— START OF Provided data —

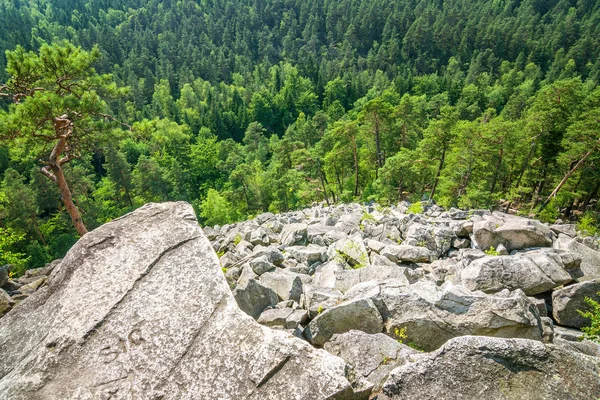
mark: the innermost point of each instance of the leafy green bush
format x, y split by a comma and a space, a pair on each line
589, 224
492, 251
215, 209
592, 332
415, 208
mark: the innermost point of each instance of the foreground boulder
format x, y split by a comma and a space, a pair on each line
515, 233
533, 272
473, 367
139, 309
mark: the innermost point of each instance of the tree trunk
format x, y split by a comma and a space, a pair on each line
437, 175
378, 146
525, 163
355, 167
564, 180
63, 128
495, 177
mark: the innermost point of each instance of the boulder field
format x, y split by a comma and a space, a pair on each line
341, 302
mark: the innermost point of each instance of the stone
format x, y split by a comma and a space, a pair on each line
138, 308
261, 264
410, 254
590, 259
360, 314
473, 367
350, 250
253, 298
286, 284
293, 234
566, 302
515, 233
308, 254
432, 315
296, 318
261, 236
459, 243
275, 317
373, 356
533, 272
566, 229
318, 299
4, 274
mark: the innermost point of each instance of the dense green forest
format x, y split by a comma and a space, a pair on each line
246, 106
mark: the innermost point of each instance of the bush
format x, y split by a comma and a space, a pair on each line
592, 332
415, 208
589, 224
215, 209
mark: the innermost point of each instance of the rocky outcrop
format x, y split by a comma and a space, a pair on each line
373, 356
515, 233
473, 367
139, 309
362, 282
533, 272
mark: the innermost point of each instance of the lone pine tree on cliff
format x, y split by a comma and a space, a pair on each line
57, 110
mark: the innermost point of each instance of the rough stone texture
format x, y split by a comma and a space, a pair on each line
590, 259
4, 274
515, 233
351, 250
404, 253
372, 356
566, 302
253, 298
287, 285
433, 315
293, 234
358, 314
139, 309
533, 272
474, 367
275, 316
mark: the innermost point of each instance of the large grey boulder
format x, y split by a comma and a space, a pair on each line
473, 367
351, 250
139, 309
568, 300
515, 233
534, 272
431, 315
286, 284
253, 298
358, 314
293, 234
373, 356
409, 254
590, 259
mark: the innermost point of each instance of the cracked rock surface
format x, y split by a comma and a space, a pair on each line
138, 309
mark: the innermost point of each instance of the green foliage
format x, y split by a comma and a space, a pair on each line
492, 251
215, 209
589, 224
592, 332
415, 208
8, 241
243, 112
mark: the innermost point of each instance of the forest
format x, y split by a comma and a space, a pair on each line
246, 106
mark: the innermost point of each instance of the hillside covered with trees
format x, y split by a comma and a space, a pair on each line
246, 106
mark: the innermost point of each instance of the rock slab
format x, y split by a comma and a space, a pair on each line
476, 367
139, 309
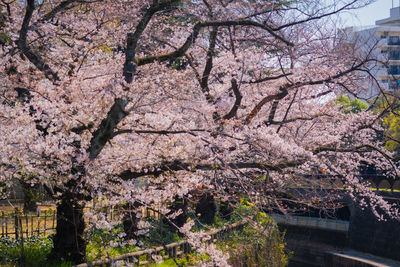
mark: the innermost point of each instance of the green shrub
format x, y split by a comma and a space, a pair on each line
35, 252
258, 244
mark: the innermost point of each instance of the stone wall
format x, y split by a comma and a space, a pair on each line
368, 234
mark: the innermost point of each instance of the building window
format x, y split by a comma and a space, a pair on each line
394, 55
394, 70
394, 40
394, 84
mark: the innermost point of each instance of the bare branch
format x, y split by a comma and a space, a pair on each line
233, 111
25, 49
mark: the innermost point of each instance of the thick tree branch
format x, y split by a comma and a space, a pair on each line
270, 78
284, 121
284, 89
133, 38
287, 111
208, 67
21, 42
185, 166
195, 33
105, 132
236, 105
345, 7
59, 8
264, 101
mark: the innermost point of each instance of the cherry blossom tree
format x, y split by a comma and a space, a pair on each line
144, 101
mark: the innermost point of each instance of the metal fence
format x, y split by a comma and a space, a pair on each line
145, 257
18, 225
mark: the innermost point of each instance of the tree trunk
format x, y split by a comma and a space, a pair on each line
69, 240
206, 208
30, 196
130, 220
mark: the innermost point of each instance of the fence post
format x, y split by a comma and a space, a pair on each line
3, 219
45, 221
16, 224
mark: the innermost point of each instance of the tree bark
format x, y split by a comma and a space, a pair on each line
69, 240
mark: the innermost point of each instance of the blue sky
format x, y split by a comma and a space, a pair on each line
380, 9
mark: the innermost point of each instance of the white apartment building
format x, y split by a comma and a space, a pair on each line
388, 30
380, 41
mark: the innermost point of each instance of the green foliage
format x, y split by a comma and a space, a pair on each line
187, 260
35, 252
100, 241
390, 121
258, 244
351, 105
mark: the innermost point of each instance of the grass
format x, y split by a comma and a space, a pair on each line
34, 252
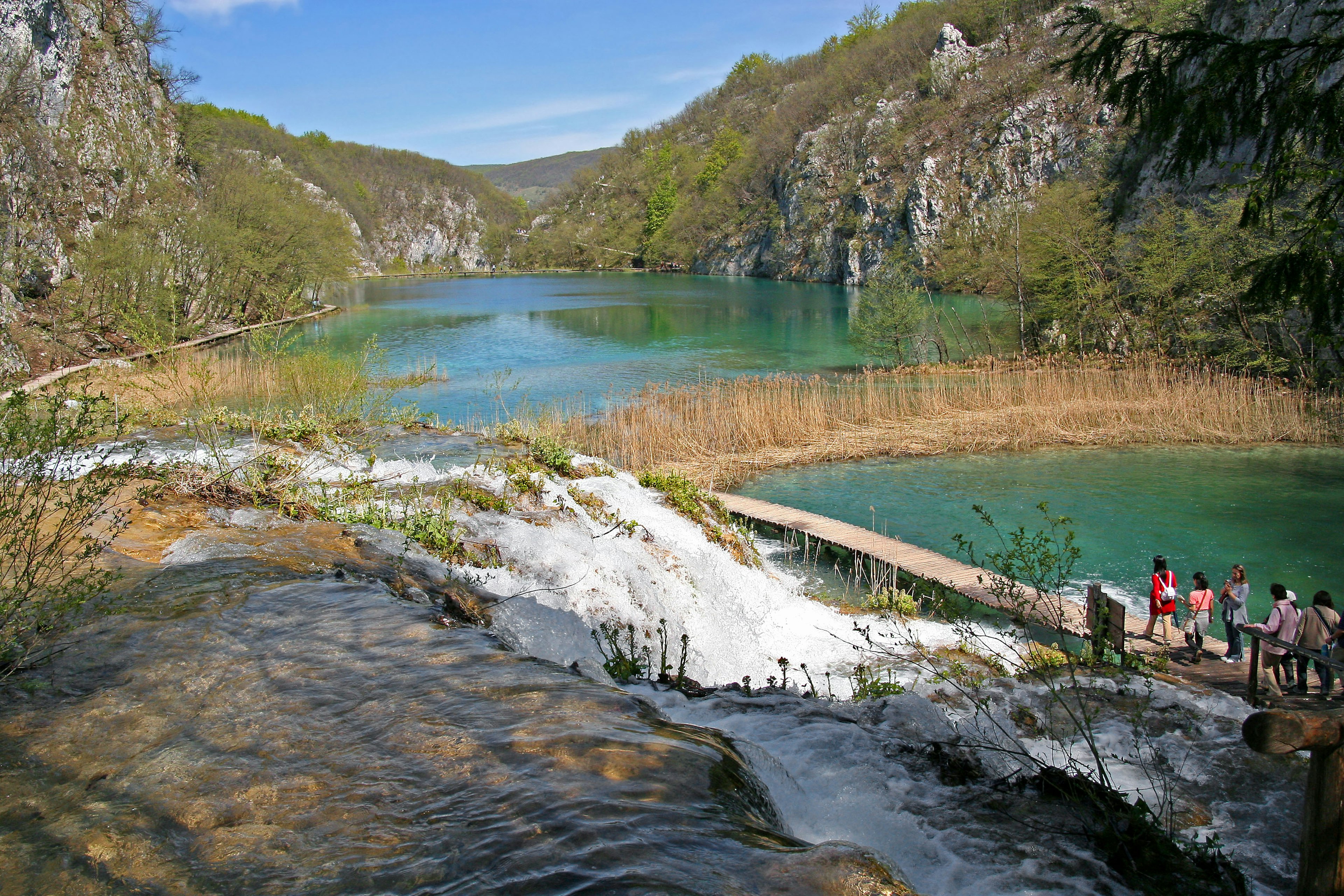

— END OF Provided data —

Which lines in the entries above contain the word "green"? List each one in full, matching case exactly.

mark: the innermost point of each instance of the leafy green bush
mark: the innermost point of each instance of the dense green forest
mark: the innermost point of each instance of the green foliage
mark: the innermost point of each instance of the green shrub
mark: the innermost point of each instance of the green foliage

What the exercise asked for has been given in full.